** Exercise material follows **

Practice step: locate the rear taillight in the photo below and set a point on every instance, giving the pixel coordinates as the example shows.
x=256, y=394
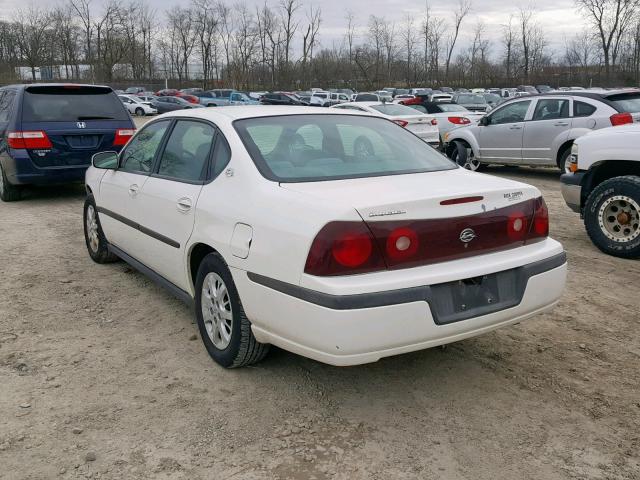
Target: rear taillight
x=123, y=135
x=459, y=120
x=31, y=140
x=343, y=248
x=540, y=226
x=621, y=119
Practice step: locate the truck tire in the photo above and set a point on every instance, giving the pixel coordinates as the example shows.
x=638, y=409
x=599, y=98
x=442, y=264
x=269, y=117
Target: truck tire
x=612, y=216
x=460, y=155
x=224, y=327
x=8, y=192
x=94, y=238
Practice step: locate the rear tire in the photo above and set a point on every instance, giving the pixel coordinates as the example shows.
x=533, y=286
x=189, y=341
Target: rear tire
x=612, y=216
x=224, y=327
x=8, y=192
x=464, y=157
x=96, y=242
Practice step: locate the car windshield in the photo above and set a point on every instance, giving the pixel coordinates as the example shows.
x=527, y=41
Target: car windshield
x=393, y=109
x=626, y=102
x=471, y=99
x=451, y=107
x=306, y=148
x=71, y=103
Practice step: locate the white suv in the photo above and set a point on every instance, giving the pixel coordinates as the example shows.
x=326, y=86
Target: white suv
x=339, y=236
x=539, y=130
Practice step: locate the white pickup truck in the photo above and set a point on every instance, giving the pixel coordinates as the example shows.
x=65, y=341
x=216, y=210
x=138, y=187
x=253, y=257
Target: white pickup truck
x=604, y=187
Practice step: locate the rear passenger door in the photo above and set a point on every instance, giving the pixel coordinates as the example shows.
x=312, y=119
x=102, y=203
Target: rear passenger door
x=549, y=127
x=118, y=201
x=168, y=198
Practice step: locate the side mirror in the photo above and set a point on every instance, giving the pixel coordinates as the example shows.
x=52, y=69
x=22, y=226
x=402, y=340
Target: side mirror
x=105, y=160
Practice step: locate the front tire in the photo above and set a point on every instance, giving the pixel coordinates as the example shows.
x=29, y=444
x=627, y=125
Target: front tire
x=8, y=192
x=95, y=240
x=464, y=157
x=224, y=327
x=612, y=216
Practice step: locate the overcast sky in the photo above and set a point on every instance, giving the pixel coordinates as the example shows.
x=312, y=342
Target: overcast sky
x=558, y=18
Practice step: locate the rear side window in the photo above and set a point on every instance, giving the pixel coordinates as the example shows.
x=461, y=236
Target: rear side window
x=6, y=102
x=626, y=102
x=140, y=152
x=187, y=152
x=551, y=109
x=581, y=109
x=71, y=104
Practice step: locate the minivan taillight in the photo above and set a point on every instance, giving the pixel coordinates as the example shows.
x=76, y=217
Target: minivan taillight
x=621, y=119
x=343, y=248
x=123, y=135
x=30, y=140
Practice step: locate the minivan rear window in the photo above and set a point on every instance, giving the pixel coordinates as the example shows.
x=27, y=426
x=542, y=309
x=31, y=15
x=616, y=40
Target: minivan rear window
x=626, y=102
x=71, y=104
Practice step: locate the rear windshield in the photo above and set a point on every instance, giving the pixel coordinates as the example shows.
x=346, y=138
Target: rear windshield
x=307, y=148
x=70, y=104
x=393, y=109
x=626, y=102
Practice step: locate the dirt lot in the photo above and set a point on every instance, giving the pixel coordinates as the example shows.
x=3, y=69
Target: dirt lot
x=102, y=376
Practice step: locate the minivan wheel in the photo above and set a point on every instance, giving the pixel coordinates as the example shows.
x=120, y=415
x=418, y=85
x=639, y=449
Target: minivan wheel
x=223, y=325
x=464, y=157
x=95, y=240
x=612, y=216
x=8, y=192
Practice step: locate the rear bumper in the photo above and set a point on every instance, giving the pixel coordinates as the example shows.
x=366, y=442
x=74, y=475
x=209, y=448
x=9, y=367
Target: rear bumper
x=356, y=329
x=571, y=186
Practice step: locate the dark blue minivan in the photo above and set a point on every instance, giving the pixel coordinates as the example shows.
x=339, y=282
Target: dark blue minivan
x=49, y=132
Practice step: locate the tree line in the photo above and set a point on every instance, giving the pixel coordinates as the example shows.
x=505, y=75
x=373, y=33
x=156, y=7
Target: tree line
x=278, y=45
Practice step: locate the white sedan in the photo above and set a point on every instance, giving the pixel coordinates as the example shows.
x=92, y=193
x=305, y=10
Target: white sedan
x=424, y=126
x=137, y=106
x=338, y=236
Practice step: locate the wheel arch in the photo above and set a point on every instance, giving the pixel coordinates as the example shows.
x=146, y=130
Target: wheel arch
x=605, y=170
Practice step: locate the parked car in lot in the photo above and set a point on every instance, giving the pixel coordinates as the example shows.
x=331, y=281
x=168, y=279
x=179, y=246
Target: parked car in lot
x=472, y=101
x=48, y=133
x=333, y=251
x=449, y=115
x=137, y=106
x=539, y=130
x=170, y=104
x=603, y=185
x=281, y=98
x=423, y=126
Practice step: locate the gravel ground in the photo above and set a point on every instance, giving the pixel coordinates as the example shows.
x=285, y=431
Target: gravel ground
x=102, y=376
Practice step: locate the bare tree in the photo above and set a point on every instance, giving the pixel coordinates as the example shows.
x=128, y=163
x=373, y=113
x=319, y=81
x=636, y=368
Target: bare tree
x=464, y=6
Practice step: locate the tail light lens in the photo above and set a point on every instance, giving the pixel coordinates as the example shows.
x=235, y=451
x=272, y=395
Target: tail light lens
x=123, y=135
x=343, y=248
x=31, y=140
x=621, y=119
x=459, y=120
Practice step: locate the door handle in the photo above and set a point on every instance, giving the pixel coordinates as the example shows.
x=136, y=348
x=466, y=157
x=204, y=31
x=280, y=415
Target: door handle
x=184, y=204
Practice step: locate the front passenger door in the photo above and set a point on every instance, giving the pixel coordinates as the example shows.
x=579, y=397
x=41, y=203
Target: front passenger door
x=168, y=198
x=501, y=140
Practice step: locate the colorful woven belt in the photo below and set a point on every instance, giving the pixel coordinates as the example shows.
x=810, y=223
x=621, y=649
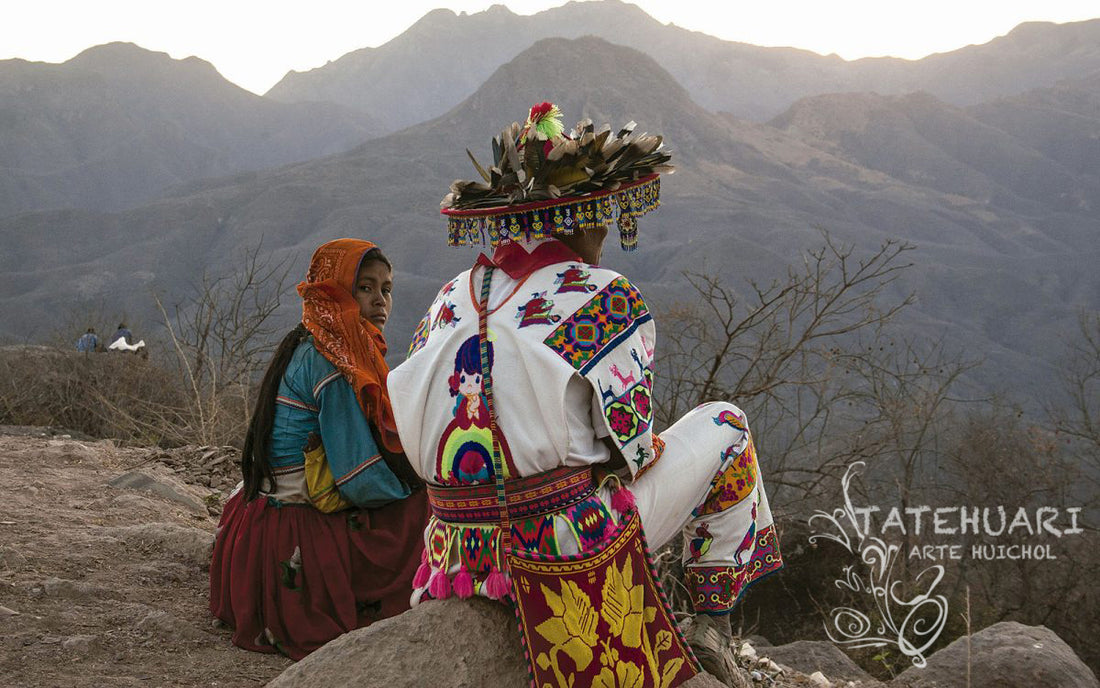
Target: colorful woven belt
x=527, y=497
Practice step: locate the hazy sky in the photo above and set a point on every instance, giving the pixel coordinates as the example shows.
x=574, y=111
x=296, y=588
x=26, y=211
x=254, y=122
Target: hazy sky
x=253, y=43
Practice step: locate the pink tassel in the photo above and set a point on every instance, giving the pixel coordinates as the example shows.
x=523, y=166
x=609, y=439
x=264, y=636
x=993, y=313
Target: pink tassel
x=421, y=577
x=463, y=583
x=623, y=500
x=496, y=585
x=440, y=585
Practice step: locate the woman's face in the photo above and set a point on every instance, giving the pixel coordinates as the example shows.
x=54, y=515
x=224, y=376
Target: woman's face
x=374, y=287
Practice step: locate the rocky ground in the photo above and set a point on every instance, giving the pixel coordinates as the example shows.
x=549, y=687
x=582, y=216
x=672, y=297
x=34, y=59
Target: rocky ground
x=103, y=556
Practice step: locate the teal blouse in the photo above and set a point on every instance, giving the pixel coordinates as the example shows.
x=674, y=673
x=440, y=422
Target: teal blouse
x=314, y=396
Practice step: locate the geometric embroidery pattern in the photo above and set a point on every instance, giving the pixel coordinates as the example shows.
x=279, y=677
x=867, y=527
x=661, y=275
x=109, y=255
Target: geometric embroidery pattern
x=614, y=310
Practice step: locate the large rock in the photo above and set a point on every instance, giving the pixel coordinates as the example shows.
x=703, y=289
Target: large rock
x=810, y=656
x=449, y=644
x=1004, y=655
x=161, y=484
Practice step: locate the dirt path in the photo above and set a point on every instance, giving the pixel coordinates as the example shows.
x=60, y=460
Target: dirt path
x=106, y=585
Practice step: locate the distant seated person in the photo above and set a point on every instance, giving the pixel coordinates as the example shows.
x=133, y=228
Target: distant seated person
x=122, y=334
x=88, y=341
x=325, y=535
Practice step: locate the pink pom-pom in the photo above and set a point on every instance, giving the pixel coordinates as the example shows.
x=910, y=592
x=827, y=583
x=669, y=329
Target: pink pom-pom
x=421, y=577
x=496, y=585
x=440, y=586
x=463, y=583
x=623, y=500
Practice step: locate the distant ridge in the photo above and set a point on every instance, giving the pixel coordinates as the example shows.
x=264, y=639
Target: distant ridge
x=444, y=57
x=994, y=266
x=119, y=124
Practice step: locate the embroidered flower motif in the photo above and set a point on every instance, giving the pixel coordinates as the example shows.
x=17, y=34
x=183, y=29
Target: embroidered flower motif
x=572, y=629
x=620, y=421
x=626, y=675
x=624, y=607
x=641, y=403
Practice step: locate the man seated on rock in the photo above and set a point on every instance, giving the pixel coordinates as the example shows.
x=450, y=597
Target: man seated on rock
x=529, y=383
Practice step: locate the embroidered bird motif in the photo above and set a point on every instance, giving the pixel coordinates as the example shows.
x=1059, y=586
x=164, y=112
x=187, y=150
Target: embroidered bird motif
x=746, y=546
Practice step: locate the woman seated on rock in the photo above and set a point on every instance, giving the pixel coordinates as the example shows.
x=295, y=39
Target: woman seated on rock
x=325, y=534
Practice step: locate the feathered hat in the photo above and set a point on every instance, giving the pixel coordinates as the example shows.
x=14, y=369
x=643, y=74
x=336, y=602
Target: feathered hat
x=545, y=181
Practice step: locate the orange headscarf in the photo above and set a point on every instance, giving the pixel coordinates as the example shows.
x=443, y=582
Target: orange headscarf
x=352, y=344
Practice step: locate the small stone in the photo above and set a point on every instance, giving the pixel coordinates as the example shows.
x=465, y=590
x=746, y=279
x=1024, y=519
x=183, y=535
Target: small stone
x=79, y=643
x=818, y=679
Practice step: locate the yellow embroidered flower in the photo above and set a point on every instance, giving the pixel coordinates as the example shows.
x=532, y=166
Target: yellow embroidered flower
x=573, y=624
x=624, y=604
x=626, y=675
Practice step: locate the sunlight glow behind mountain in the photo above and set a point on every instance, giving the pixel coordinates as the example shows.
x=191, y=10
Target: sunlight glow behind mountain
x=254, y=43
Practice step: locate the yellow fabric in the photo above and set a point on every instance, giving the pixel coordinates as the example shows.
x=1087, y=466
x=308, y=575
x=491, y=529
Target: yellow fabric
x=320, y=484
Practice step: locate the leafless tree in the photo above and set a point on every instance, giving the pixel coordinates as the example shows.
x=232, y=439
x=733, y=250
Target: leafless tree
x=221, y=340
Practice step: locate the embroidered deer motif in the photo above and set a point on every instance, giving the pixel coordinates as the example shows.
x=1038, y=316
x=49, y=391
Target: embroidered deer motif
x=606, y=396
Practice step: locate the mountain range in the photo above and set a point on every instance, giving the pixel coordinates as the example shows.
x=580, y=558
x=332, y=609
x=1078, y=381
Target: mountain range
x=119, y=124
x=999, y=197
x=446, y=56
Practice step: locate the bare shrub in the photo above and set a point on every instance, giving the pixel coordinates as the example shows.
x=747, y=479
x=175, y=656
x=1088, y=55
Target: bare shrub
x=46, y=386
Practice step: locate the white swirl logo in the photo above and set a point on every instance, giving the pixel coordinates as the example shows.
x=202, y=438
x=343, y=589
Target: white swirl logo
x=911, y=625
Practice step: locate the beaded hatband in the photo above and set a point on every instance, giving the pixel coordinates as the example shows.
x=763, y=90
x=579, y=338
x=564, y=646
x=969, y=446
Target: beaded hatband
x=563, y=216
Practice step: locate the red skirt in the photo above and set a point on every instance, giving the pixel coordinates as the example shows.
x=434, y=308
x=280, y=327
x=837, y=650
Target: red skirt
x=292, y=578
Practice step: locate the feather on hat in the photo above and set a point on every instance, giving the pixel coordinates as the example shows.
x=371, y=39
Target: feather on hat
x=543, y=181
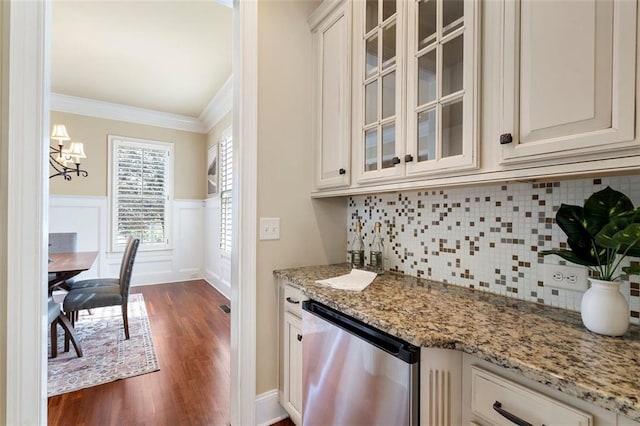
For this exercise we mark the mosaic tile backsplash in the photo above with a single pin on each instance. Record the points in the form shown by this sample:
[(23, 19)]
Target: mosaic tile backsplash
[(487, 237)]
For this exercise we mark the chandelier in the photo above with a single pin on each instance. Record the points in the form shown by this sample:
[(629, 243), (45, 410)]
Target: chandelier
[(65, 162)]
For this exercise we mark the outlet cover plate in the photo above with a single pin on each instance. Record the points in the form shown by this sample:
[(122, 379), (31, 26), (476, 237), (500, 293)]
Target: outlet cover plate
[(269, 228), (566, 276)]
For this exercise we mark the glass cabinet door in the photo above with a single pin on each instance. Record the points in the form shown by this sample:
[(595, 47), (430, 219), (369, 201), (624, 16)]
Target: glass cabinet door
[(441, 85), (378, 63)]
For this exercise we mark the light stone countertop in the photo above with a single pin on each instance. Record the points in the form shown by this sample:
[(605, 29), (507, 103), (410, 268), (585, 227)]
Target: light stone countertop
[(545, 344)]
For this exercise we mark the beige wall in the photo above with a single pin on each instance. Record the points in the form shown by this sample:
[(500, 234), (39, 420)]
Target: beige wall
[(311, 231), (214, 134), (189, 150)]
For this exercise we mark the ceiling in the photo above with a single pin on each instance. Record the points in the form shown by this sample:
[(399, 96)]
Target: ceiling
[(167, 56)]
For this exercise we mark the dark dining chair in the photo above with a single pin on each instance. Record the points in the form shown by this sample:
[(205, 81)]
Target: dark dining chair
[(62, 242), (102, 292), (57, 317)]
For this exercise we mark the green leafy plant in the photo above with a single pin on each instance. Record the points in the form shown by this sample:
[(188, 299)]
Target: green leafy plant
[(601, 234)]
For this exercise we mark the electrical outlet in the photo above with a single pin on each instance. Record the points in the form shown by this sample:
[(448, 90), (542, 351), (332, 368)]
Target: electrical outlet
[(269, 228), (565, 276)]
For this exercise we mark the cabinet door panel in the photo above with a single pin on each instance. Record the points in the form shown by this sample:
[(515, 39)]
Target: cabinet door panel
[(442, 86), (293, 366), (378, 34), (332, 50), (568, 78)]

** End of Exercise material **

Exercise goal —
A single figure is the whole answer here: the number of lines in the records above that include "below".

Solution for this exercise —
2